» **Rows of box annotation data**:
•••••
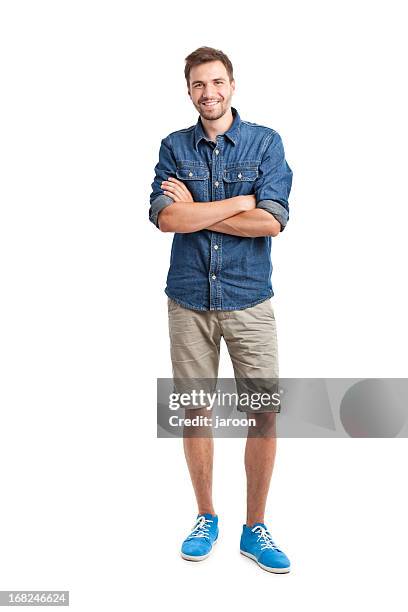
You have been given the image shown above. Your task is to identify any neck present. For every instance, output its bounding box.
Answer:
[201,108,234,141]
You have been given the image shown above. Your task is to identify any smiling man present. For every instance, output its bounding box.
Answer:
[149,47,292,573]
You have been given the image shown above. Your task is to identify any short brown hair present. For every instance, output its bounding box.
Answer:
[184,47,234,87]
•••••
» **Problem statement**: Recast every line of the records above as a numbered list, skipping any blank lines and leaving the pictures out.

» **Task solution**:
1. You have been given the image shown above. Your task is to identify any neck present. For every instance, output its bounding box.
2. Answer:
3. [201,108,234,141]
4. You have been given the image shown above. Your task is to identify any smiling man present. For every instance, output its bounding box.
5. Answer:
6. [149,47,292,573]
7. You have been given the image shown above. Your task is to identify any short brown hair present. For every instance, output its bounding box.
8. Answer:
9. [184,47,234,87]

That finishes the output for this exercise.